### Problem statement
Print the records below exactly as they appear.

### Extracted information
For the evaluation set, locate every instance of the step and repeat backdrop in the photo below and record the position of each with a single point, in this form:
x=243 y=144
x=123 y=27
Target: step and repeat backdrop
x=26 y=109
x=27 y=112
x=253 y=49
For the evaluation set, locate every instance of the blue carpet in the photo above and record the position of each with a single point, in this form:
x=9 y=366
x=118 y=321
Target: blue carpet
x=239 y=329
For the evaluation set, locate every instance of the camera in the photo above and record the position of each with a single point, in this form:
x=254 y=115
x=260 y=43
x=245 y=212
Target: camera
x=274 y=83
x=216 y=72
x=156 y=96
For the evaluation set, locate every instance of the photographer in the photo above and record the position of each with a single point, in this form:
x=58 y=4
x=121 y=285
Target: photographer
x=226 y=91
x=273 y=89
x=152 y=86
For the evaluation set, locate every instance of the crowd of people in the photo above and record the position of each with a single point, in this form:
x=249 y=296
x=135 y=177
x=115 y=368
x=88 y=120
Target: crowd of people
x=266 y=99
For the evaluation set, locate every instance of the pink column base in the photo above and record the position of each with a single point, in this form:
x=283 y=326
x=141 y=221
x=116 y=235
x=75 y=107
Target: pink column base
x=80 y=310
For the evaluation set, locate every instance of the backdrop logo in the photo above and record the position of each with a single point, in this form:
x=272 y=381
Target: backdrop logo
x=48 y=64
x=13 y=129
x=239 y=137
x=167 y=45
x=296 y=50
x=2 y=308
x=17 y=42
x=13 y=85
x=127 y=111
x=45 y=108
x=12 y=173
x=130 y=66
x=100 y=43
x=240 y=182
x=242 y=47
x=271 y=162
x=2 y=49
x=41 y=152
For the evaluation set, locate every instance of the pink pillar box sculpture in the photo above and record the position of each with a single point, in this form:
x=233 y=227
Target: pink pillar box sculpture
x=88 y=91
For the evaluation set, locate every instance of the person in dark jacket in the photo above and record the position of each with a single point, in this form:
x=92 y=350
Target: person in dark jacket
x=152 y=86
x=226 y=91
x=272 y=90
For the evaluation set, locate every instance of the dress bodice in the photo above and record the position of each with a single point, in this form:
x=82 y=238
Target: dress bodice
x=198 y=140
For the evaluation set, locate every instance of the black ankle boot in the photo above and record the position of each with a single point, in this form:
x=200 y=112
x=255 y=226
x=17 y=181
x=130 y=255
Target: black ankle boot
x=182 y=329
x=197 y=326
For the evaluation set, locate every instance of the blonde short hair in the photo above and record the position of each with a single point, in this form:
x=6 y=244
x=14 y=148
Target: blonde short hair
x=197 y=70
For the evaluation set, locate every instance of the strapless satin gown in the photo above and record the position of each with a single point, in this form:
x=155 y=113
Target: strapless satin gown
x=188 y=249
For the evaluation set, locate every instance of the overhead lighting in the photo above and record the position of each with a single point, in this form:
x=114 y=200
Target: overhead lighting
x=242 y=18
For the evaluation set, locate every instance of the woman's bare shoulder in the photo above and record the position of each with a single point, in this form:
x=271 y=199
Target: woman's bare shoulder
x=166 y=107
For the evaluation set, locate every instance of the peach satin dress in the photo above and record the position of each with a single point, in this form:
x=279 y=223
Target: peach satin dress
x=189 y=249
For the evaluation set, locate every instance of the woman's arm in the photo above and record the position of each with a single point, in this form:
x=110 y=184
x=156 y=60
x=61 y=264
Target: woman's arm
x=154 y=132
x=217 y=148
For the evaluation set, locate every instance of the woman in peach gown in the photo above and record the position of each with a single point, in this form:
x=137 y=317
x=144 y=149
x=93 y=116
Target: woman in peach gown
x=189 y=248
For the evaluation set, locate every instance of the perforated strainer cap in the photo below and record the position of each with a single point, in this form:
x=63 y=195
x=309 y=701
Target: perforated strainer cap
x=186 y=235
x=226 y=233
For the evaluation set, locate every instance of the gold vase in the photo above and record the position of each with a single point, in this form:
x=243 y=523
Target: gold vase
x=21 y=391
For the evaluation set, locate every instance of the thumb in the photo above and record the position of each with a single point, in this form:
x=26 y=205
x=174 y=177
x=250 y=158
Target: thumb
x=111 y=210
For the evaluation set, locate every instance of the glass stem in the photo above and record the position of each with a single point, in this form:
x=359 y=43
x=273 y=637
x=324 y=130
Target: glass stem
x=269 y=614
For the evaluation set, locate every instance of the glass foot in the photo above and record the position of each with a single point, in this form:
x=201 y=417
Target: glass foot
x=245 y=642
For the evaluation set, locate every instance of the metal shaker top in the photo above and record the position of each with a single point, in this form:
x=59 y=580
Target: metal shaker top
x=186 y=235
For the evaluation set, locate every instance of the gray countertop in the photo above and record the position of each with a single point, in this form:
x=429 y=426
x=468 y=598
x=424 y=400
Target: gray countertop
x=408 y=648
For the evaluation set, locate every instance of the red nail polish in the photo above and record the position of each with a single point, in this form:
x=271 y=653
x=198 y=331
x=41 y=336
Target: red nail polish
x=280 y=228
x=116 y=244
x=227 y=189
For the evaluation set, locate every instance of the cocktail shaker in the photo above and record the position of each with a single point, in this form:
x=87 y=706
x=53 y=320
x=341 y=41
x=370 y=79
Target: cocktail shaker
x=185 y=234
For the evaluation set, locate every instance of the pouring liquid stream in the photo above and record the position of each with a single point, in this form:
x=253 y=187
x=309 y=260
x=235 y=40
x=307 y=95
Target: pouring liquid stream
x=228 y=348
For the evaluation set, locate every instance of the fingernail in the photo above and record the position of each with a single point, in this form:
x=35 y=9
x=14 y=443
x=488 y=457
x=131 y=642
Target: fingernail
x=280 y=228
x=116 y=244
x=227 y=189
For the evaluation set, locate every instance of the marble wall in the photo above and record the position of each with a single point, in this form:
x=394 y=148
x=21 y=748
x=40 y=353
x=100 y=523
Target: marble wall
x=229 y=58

### Task solution
For the evaluation set, locate every instance of the step and repeat backdrop in the photo below and record the position of each with a single point, in this form:
x=243 y=144
x=123 y=27
Target: step and repeat backdrop
x=26 y=109
x=27 y=112
x=253 y=49
For the evaluation set, locate every instance of the blue carpet in the photo above and record the position of each with a single point, in this form:
x=9 y=366
x=118 y=321
Target: blue carpet
x=239 y=329
For the evaluation set, locate every instance of the camera in the photo above and record the position of each with a single point, in this form:
x=254 y=115
x=260 y=43
x=245 y=212
Target: camera
x=274 y=83
x=216 y=72
x=156 y=96
For the evaluation set, locate every instance of the photographer in the photo above and record the position of each with a single point, in this form:
x=58 y=4
x=121 y=285
Target: photographer
x=226 y=91
x=273 y=89
x=152 y=86
For the evaluation set, locate every instance of the crowd of people in the photo above and record the position of each with a single point, in this form:
x=249 y=296
x=135 y=177
x=115 y=368
x=88 y=120
Target: crowd of people
x=266 y=99
For the evaluation set, locate every instance of the pink column base in the photo above and record the position of each with a single point, in this form:
x=283 y=326
x=141 y=221
x=116 y=235
x=75 y=107
Target: pink column base
x=80 y=310
For the evaluation set, locate every instance of the backdrop logo in the photo above and record the position of each with a single point, in this form:
x=272 y=381
Target: backdrop logo
x=48 y=64
x=13 y=129
x=239 y=137
x=167 y=45
x=296 y=50
x=2 y=308
x=17 y=42
x=13 y=85
x=127 y=111
x=45 y=108
x=12 y=173
x=130 y=66
x=100 y=43
x=240 y=182
x=242 y=47
x=271 y=162
x=2 y=49
x=41 y=152
For the evaluation set, locate every instance of the pink pillar box sculpture in the photo above and record the position of each with a single point, in this form:
x=233 y=227
Target: pink pillar box sculpture
x=88 y=91
For the evaluation set, locate every instance of the person in dark jacket in the photo above and record the position of each with a single point, in this form:
x=92 y=350
Target: person in dark jacket
x=152 y=86
x=226 y=91
x=272 y=90
For the evaluation set, locate every instance of the dress bodice in the photo above and record the position of each with a single point, in this form:
x=82 y=238
Target: dress bodice
x=198 y=140
For the evaluation set, locate every instance of the black ankle boot in the photo above and record the position of each with a single point, in this form:
x=200 y=112
x=255 y=226
x=17 y=181
x=130 y=255
Target: black ankle boot
x=182 y=329
x=197 y=326
For the evaluation set, locate every instance of the blonde short hair in the photo above and record the position of each with a single point, in this form:
x=6 y=244
x=14 y=148
Target: blonde short hair
x=197 y=70
For the evaluation set, locate every instance of the strapless satin gown in the photo above and record the position of each with a single point, in this form:
x=155 y=113
Target: strapless satin gown
x=188 y=249
For the evaluation set, locate every instance of the overhead lighting in the photo above and record the position of each with a single point, in this form:
x=114 y=200
Target: overhead lighting
x=242 y=18
For the evaluation set, locate every instance of the woman's bare shoulder in the photo above and record the position of each with a single point, in this form:
x=271 y=199
Target: woman's bare shoulder
x=166 y=107
For the evaluation set, locate every instance of the peach satin dress in the photo above and record the position of each with a single point, in this form:
x=279 y=223
Target: peach satin dress
x=189 y=249
For the evaluation set, locate every instance of the woman's arm in the photo above and record the position of each with a single point, in this form:
x=110 y=184
x=156 y=60
x=61 y=264
Target: woman's arm
x=154 y=132
x=217 y=148
For the evaluation set, locate every instance of the woman in peach gown in the photo above and record the position of each with a single point, in this form:
x=137 y=317
x=144 y=149
x=93 y=116
Target: woman in peach gown
x=189 y=248
For the evaluation set, locate every instance of the perforated strainer cap in the photo below and record the position of each with a single point, in this form:
x=63 y=195
x=309 y=701
Target: perforated strainer cap
x=186 y=235
x=226 y=233
For the evaluation set, locate every instance of the gold vase in the photo above and record the position of each with a single point, in this form:
x=243 y=523
Target: gold vase
x=21 y=391
For the evaluation set, locate every instance of the thumb in the photo above and record the position of each with a single point, in this form:
x=26 y=205
x=174 y=177
x=250 y=158
Target: thumb
x=111 y=210
For the evaluation set, locate every instance of the glass stem in the photo above and record the position of each with a single point, in this form:
x=359 y=43
x=273 y=637
x=324 y=130
Target: glass stem
x=269 y=614
For the evaluation set, locate every instance of the glass foot in the photo above and record the position of each with a single point, in this form:
x=201 y=417
Target: glass foot
x=245 y=642
For the evaluation set, locate every instance of the metal shaker top in the photo above and record the position of each with a single point, in this form:
x=59 y=580
Target: metal shaker top
x=186 y=235
For the evaluation set, locate every instance of the gray countertop in the photo above and record the position of each with a single point, in this form:
x=429 y=426
x=468 y=598
x=424 y=400
Target: gray countertop
x=408 y=648
For the evaluation set, locate every instance of the red nail polish in the photo above and record the position of each with a single point, in this form:
x=271 y=653
x=198 y=331
x=41 y=336
Target: red nail polish
x=280 y=228
x=116 y=244
x=227 y=189
For the evaluation set, locate every instance of the cocktail shaker in the photo above and record the position of each with a single point, in this form:
x=87 y=706
x=53 y=320
x=341 y=41
x=370 y=79
Target: cocktail shaker
x=185 y=234
For the evaluation set, locate every instance of the pouring liquid stream in the photo above and record the position of each with a single point, in this form:
x=253 y=187
x=309 y=260
x=235 y=40
x=307 y=95
Target: pouring liquid stream
x=228 y=348
For the evaluation set, locate every instance of the fingernail in the photo above and record the position of each with a single point, in this form:
x=35 y=9
x=14 y=443
x=488 y=457
x=131 y=642
Target: fingernail
x=280 y=228
x=116 y=244
x=227 y=189
For the evaluation set, locate every instance of the marble wall in the photo above and record the position of each with a single point, in this form:
x=394 y=148
x=21 y=748
x=40 y=353
x=100 y=523
Target: marble wall
x=229 y=58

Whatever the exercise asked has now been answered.